— begin SUPPLIED DATA —

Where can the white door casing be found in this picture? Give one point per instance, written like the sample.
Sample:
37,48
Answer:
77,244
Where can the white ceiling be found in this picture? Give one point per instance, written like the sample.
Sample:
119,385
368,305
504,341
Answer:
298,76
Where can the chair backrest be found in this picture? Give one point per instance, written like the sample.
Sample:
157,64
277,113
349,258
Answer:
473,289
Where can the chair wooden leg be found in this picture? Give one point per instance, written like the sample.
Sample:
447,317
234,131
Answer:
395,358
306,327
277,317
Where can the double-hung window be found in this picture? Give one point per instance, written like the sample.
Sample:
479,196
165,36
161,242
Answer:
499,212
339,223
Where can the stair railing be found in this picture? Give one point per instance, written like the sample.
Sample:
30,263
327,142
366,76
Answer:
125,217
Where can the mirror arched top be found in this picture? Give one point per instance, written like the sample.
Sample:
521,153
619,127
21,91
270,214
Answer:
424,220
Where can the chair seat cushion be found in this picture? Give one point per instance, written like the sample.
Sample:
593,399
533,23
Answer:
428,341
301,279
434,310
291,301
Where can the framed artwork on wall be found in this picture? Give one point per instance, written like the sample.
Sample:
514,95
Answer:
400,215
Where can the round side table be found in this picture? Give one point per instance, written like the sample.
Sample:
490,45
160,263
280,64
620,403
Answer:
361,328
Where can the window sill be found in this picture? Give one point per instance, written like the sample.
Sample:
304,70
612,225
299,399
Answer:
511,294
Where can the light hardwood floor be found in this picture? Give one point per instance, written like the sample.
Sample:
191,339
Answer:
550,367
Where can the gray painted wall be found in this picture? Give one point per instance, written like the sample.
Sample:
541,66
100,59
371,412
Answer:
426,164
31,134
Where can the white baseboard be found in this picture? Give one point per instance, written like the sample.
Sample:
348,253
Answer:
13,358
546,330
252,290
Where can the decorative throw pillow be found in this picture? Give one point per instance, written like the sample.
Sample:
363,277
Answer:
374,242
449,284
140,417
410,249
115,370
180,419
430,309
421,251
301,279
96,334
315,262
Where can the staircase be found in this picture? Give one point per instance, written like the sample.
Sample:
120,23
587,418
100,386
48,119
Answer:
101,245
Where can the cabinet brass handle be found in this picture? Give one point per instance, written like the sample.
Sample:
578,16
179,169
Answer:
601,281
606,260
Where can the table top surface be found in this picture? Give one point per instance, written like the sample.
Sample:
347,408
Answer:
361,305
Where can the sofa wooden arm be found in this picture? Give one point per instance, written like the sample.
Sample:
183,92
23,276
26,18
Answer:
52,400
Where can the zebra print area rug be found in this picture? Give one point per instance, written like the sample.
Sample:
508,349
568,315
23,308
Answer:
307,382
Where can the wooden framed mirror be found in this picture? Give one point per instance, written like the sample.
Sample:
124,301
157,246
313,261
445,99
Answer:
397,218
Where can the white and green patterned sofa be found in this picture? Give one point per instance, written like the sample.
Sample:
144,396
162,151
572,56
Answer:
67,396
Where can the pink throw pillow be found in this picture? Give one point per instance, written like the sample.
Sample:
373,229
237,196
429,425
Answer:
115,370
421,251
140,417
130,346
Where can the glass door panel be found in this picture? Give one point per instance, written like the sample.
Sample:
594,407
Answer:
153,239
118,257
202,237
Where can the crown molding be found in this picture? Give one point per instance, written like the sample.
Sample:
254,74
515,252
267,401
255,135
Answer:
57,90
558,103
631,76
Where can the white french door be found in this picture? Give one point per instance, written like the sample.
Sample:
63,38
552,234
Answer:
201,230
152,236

— end SUPPLIED DATA —

Quote word for word the lines of the records from the line containing "Where can the crown" through the final line of the records, including both.

Where can the crown molding be found in this picture? Give one point per instance, written like the sample.
Sample:
254,74
515,252
267,401
255,135
Answer:
57,90
558,103
631,76
Where can the white french door be found in this picture? Give one point per instance, written like the sample.
Sample:
63,38
552,234
Answer:
201,230
152,236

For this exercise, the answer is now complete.